[Start Selection]

Looks like Lilwolf beat you to the AT power connector trick:

http://forum.arcadecontrols.com/index.php/topic,20716.0.html

paigeoliver:
The Williams' sticks do the actual 49-way action perfectly with the SJC, so I assume they will also do this perfectly with the new encoder as well.

SirPoonga:

--- Quote from: Hoagie_one on March 06, 2005, 07:45:32 pm ---while we are adding features, why not add a 12 way mode so we can play guerilla war\ikari\etc etc

--- End quote ---

What mahuti said.

People get confused by this terminology.

2way, 4way, 8way means the directions the joystick can only have 4 or 8 directions.  up/down/left/right for 4way, include diagonals for 8way.

12 position rotory josystick is a mechanical rotory joy that has 12 "clicks" in order to rotate the joystick 360 degrees.  They are 8way joysticks that can rotate.  There'd 12 rotated positions.  In fact, optical rotories are just a 8way joystick ontop of a spinner.
It's actually 12 position, not 12 way.  Most people will call the 12 position rotory a mechanical rotory, and the optical verion optical rotory.

49way joys are just as described here, there's a grid of optics that detects where the joystick was.  It was a cheap simple way to have psuedo low resolution analog type joystick.  For games like Arch Rivals you trigger the first optics while pushing left your character will walk, the next optic your character will jog, the 3rd optic your character will run.

Grasshopper:
Getting back to the issue of mode switching through software, I've been thinking about this a bit more and I don't think it would be essential to upload data to the device.

If I understand correctly Raw49 mode simply takes the X/Y values of the joystick and scales them up to the number of bits that HID devices use to represent analogue values (I might be simplifying a bit).

It should be possible to write a simple driver that would reverse this process to get back to the original grid position and then convert that position through software to one of the seven modes available. If writing a Windows (or Linux?) driver is too much work (I'm assuming DOS is out of the question as this is a USB device) then I'm sure someone here could come up with a hacked version of MAME that did the same thing.

I apologise if someone else here has already come up with this idea, but this thread is getting too long to read!

[End Selection]
[Start Exercise data]

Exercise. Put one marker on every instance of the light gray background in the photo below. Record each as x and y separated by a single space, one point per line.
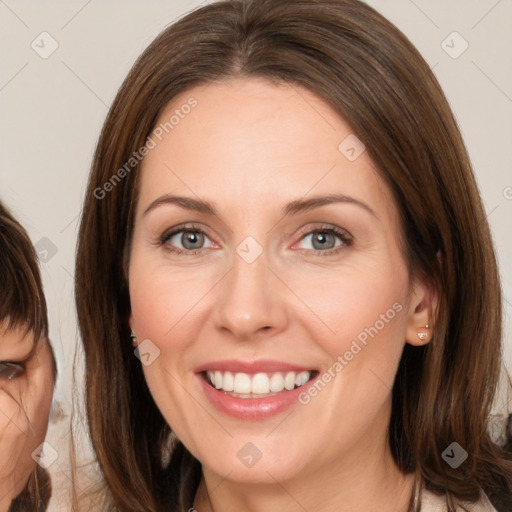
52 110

[End Exercise data]
[Start Exercise data]

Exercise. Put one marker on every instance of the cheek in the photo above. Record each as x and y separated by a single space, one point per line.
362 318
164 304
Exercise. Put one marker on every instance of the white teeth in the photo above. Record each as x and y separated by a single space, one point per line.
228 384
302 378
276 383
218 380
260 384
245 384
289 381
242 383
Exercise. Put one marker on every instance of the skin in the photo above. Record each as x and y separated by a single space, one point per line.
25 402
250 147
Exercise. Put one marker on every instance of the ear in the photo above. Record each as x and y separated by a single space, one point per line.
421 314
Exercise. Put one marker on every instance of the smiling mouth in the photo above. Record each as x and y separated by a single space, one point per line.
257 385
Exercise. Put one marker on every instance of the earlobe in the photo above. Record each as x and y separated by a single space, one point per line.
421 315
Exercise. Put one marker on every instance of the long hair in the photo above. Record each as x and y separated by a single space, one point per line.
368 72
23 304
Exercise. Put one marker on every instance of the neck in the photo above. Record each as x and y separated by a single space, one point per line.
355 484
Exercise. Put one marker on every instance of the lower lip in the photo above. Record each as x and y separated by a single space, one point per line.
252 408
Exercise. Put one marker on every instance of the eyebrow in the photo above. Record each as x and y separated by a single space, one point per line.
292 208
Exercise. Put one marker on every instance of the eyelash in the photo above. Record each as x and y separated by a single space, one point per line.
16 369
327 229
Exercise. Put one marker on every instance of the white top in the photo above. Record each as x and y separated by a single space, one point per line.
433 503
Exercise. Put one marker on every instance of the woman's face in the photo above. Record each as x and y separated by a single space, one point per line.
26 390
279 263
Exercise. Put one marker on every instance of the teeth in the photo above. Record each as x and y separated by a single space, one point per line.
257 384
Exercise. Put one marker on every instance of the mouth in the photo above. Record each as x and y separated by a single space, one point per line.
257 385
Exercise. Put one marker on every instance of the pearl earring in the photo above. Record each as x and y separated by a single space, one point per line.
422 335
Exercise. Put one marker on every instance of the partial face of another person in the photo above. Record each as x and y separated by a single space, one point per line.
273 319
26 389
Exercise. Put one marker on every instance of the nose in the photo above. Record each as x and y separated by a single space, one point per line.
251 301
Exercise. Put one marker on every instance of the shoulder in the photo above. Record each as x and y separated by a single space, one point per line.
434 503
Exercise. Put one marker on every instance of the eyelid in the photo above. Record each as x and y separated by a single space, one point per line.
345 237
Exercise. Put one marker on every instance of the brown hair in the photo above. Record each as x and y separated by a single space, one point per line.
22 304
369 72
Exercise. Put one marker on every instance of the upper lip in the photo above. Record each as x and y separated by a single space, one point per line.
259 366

[End Exercise data]

[Exercises to complete]
**A)** Pick out every line of the records that contains the string "white", and copy each of those lines.
**B)** Carry the forum thread on arcade joysticks forward from its last post.
The forum thread on arcade joysticks and the records come from unrelated sources.

[Responses per task]
**A)**
Exercise. Put one marker on every instance of the white teeth in the photo above. Record each as x and y separated by a single space, one point per line.
Exercise. Put one marker on every instance of the white top in the photo above. Record each as x and y separated by a single space, one point per line.

**B)**
One further thing, someone suggested earlier in the thread that the 49 way sticks have a square restrictor plate. Can someone confirm whether this is true? This bothers me a bit because I think this idea will only work if the 49 way joysticks have circular restrictor plates.

NoOne=NBA=:

--- Quote from: Grasshopper on March 07, 2005, 02:18:22 pm ---Getting back to the issue of mode switching through software, I've been thinking about this a bit more and I don't think it would be essential to upload data to the device.
--- End quote ---

You're not really uploading data.
You are changing the way the device operates.


--- Quote ---It should be possible to write a simple driver that would reverse this process to get back to the original grid position and then convert that position through software to one of the seven modes available.
--- End quote ---

Yes, but in doing so, the device itself is no longer doing the conversions externally.
This means that the computer now has to interpret EVERY command it is given.
The nice thing about this device is that it is capable of outputting DIGITAL signals.
Having a program that would do a post input D-A conversion, would completely bypass this system.

I think that any time spent on a "driver" for this would be better spent rigging external programming software, that would trigger the device to switch modes.
This would require only ONE input from the software, and wouldn't require the computer to perform any conversions DURING the game.


--- Quote ---One further thing, someone suggested earlier in the thread that the 49 way sticks have a square restrictor plate. Can someone confirm whether this is true?
--- End quote ---

The Happ's sticks are rubber grommet/round restrictor.